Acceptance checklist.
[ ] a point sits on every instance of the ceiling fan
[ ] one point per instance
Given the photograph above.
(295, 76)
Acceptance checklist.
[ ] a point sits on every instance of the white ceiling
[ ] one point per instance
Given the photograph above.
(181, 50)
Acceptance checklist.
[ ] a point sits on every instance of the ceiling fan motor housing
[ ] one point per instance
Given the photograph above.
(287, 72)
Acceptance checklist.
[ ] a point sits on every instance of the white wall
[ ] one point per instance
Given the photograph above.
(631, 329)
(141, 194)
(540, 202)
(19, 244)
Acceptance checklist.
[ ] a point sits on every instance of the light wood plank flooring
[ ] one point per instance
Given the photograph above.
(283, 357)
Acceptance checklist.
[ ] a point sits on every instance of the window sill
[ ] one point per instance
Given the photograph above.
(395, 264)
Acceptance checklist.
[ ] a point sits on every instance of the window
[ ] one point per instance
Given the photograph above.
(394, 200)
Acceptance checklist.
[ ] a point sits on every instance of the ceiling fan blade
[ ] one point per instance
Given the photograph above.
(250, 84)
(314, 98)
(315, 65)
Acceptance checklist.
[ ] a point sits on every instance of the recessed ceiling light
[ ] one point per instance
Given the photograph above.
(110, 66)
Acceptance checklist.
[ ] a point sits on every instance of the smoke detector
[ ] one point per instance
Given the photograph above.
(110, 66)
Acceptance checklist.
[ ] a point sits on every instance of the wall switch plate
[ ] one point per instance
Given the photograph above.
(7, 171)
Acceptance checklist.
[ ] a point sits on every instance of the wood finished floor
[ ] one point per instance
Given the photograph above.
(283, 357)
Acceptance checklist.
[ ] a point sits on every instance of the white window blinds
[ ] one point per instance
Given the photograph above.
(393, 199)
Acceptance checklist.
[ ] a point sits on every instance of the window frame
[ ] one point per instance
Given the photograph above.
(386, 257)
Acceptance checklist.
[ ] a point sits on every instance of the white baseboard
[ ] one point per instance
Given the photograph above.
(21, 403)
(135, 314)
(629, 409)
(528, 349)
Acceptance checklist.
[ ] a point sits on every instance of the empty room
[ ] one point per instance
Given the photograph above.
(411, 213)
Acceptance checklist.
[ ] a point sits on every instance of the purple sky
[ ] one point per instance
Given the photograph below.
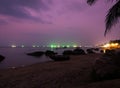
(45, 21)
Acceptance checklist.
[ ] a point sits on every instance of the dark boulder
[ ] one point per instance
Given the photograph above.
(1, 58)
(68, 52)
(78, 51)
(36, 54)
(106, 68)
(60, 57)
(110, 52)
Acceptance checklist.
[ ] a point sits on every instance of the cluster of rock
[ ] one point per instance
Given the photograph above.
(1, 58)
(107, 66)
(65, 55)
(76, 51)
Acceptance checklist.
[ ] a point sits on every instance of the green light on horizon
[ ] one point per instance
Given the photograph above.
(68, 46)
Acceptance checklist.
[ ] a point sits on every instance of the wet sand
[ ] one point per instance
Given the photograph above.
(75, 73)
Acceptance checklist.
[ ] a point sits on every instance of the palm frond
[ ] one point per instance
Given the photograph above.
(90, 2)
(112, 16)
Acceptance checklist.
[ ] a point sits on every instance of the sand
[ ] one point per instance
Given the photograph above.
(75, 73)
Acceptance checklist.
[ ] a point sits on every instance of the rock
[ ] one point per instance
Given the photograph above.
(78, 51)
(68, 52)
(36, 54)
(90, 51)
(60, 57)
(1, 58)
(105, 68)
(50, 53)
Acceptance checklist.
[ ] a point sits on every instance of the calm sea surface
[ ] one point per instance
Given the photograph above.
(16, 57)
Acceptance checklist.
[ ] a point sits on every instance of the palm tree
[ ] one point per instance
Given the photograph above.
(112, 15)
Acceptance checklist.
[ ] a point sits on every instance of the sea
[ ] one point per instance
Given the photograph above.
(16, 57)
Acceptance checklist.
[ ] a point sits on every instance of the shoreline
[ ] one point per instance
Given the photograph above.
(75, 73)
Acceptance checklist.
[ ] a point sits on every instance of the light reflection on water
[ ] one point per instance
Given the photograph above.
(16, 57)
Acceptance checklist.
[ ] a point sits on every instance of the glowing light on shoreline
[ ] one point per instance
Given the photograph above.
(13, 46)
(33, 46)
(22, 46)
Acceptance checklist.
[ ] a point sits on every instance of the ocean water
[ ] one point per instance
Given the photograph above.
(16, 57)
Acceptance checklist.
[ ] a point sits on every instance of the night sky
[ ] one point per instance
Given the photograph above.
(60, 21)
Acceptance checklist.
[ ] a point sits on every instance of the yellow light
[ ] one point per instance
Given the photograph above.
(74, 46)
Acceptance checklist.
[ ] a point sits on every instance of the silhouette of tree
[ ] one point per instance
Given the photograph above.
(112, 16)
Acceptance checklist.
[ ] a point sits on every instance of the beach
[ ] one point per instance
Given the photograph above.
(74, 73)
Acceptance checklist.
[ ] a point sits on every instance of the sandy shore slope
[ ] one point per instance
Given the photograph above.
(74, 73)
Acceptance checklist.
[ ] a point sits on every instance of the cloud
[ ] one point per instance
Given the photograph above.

> WORK ORDER: Write down how many lines of the data above carry the word "window". Nothing else belongs in the answer.

> WRITTEN RESPONSE: 4